Lines of data
——
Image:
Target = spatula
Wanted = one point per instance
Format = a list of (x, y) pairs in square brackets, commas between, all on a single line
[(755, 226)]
——
Write out the records above line for line, with no changes.

> _RESULT OF THE EXERCISE_:
Image:
Target = spatula
Wanted = one point per instance
Format = a list of (x, y) pairs in square brackets, commas between, all on a single line
[(755, 226)]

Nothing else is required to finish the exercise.